» Data supplied:

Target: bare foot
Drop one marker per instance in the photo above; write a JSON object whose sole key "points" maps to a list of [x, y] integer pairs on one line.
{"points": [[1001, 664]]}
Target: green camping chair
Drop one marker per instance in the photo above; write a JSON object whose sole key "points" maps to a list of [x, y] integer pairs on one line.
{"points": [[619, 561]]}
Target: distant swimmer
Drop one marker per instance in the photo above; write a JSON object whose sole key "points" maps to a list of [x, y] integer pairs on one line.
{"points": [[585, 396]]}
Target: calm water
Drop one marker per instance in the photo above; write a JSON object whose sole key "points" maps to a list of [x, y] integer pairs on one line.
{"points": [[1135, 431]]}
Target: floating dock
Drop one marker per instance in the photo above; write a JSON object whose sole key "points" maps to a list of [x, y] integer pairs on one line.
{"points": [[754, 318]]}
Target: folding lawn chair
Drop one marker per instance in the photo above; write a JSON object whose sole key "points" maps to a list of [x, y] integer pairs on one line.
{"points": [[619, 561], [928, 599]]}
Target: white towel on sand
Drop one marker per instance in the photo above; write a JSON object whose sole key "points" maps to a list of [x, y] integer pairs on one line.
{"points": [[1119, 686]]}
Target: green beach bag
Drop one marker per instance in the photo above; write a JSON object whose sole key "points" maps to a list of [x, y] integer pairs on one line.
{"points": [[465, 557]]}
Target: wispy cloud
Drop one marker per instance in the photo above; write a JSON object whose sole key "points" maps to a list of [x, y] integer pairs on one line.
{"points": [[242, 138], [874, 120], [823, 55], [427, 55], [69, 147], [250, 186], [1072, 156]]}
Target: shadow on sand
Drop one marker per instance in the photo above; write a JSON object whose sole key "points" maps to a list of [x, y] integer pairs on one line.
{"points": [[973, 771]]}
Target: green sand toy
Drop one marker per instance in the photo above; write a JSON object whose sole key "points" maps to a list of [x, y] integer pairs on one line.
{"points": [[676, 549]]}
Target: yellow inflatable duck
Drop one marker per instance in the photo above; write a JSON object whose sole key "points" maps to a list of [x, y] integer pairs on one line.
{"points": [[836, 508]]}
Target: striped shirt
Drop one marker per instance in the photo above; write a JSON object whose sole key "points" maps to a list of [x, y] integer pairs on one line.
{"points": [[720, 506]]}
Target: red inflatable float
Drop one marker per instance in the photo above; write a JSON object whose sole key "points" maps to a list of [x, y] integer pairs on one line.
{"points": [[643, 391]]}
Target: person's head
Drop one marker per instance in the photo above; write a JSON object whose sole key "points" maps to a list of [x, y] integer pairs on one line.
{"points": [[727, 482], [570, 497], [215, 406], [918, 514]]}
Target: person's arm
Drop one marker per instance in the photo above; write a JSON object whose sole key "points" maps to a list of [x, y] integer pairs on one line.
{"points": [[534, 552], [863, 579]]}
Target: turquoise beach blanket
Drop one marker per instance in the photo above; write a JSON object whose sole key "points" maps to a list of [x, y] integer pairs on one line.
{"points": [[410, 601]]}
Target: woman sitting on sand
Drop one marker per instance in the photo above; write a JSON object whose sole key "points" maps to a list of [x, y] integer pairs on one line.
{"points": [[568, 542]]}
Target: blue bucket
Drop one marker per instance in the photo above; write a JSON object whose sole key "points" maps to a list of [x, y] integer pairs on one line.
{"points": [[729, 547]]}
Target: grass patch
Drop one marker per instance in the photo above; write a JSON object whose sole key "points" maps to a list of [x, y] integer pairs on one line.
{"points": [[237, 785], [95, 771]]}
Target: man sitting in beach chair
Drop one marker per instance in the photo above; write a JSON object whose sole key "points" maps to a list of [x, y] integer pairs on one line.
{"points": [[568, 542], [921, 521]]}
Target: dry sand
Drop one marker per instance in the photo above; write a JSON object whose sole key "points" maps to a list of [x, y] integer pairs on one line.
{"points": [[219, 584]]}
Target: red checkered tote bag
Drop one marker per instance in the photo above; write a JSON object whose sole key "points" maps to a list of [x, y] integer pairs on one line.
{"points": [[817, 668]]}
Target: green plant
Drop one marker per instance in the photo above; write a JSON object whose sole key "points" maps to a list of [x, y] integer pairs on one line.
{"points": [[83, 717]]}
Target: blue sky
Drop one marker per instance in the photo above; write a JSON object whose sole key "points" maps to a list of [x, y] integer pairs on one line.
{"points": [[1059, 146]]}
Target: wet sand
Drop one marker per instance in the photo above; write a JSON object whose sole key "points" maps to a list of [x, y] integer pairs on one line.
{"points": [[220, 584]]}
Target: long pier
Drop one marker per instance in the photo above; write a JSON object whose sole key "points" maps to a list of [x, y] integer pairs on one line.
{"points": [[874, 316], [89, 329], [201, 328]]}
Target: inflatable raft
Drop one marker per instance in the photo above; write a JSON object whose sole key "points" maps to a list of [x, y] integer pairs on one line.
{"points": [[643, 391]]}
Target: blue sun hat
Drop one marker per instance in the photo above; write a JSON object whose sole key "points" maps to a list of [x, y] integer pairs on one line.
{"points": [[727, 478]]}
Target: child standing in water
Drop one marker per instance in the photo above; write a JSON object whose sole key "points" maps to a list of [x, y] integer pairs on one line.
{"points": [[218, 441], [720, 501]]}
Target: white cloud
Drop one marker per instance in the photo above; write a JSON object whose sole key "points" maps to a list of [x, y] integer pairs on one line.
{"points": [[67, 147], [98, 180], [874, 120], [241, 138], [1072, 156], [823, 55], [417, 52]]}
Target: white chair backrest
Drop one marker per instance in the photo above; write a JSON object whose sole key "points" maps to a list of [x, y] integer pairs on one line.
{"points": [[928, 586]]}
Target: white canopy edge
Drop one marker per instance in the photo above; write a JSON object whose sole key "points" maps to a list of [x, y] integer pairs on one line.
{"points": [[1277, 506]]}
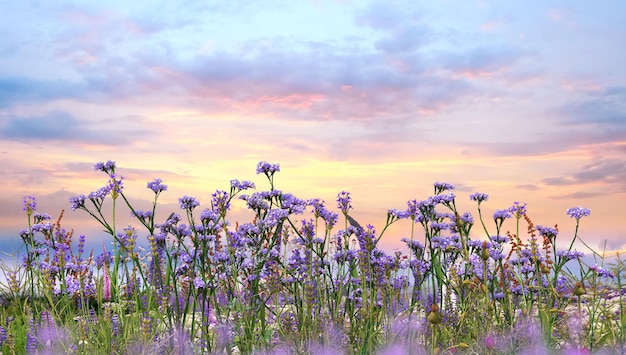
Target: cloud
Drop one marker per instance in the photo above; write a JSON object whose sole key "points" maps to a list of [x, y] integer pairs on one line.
{"points": [[610, 172], [17, 90], [63, 126], [605, 108]]}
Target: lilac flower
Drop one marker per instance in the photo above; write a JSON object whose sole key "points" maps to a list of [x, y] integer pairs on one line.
{"points": [[499, 239], [502, 214], [199, 283], [266, 168], [40, 217], [570, 255], [344, 202], [442, 186], [30, 205], [101, 194], [157, 186], [81, 244], [444, 199], [601, 271], [394, 214], [115, 185], [467, 218], [108, 167], [220, 201], [142, 215], [549, 232], [578, 212], [479, 197], [241, 185], [518, 209], [293, 204], [77, 202], [413, 211], [188, 203]]}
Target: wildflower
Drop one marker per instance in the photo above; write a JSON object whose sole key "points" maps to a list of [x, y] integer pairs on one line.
{"points": [[499, 239], [549, 232], [601, 271], [467, 218], [518, 210], [569, 255], [100, 194], [413, 211], [237, 186], [157, 186], [220, 201], [30, 205], [293, 204], [442, 186], [199, 283], [578, 212], [479, 197], [266, 168], [344, 202], [106, 286], [502, 215], [188, 203], [77, 202], [108, 167], [434, 317]]}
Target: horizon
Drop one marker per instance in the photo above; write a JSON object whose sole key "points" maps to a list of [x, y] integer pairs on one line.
{"points": [[382, 99]]}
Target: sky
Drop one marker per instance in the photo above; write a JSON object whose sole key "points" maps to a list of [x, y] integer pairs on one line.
{"points": [[523, 100]]}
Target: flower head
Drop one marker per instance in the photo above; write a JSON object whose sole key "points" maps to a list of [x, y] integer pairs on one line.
{"points": [[442, 186], [108, 167], [77, 202], [518, 209], [157, 186], [502, 214], [188, 203], [578, 212], [266, 168], [30, 205], [479, 197], [344, 202]]}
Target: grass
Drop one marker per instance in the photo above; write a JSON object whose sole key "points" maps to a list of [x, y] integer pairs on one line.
{"points": [[302, 279]]}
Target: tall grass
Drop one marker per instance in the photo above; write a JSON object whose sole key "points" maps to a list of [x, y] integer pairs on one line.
{"points": [[299, 278]]}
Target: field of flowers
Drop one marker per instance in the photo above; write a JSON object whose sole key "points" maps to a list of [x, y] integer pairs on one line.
{"points": [[300, 278]]}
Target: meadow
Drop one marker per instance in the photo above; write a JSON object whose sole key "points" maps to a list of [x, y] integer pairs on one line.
{"points": [[300, 278]]}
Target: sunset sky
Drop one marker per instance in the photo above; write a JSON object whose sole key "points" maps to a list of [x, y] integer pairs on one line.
{"points": [[523, 100]]}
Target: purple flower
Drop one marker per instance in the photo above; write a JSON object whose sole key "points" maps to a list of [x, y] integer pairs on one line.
{"points": [[467, 218], [293, 204], [442, 186], [549, 232], [30, 205], [601, 271], [344, 201], [518, 209], [266, 168], [578, 212], [157, 186], [199, 283], [100, 194], [479, 197], [502, 214], [108, 167], [241, 185], [188, 203], [413, 211], [570, 255], [77, 202], [499, 239], [220, 201]]}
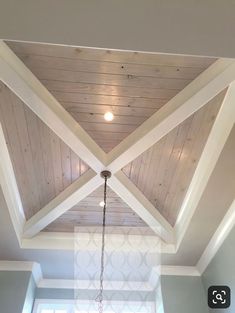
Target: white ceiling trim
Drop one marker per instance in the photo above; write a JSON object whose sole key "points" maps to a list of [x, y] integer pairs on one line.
{"points": [[92, 242], [218, 238], [179, 271], [30, 90], [218, 76], [10, 189], [216, 140]]}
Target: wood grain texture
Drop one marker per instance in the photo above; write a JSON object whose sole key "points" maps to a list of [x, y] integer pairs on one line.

» Task directions: Repeat the material from the line with "Target: sunset sky" through its last line, requests included, scaling every x and y coordinate in the answers by 1.9 and rounding to whole numbers, with halves rounded up. Leave the pictures out of your answer.

» Output below:
Target: sunset sky
Drop one marker per instance in the photo above; write a JSON object whose sole key "points" maps to a list of [x, y] integer pairs on one line.
{"points": [[994, 190]]}
Target: purple flower
Drop one marker per instance in the photo above; write a JSON object whose sole key "points" maps to a list of [x, y] integer pairs on one line.
{"points": [[887, 414], [557, 388], [840, 353], [1043, 441], [57, 390], [1142, 515], [654, 382], [984, 397], [505, 319], [1098, 403], [298, 353], [378, 538], [190, 369], [910, 374], [954, 407], [205, 317], [458, 352], [357, 386], [785, 401], [1083, 485], [146, 384], [948, 454], [418, 382]]}
Target: white ceiling trim
Drop one marker per instance in the photo above; write a JSON object whose sole key "points" maps to a list of [x, y] integer pairs on one line.
{"points": [[175, 460], [414, 452], [340, 515], [57, 171], [414, 144], [19, 359], [410, 266]]}
Target: wood grain texture
Drop one marker per instance in the photo above; write a JSON object whose sole key "points" maps to a list of [x, y] integer pairs on one line.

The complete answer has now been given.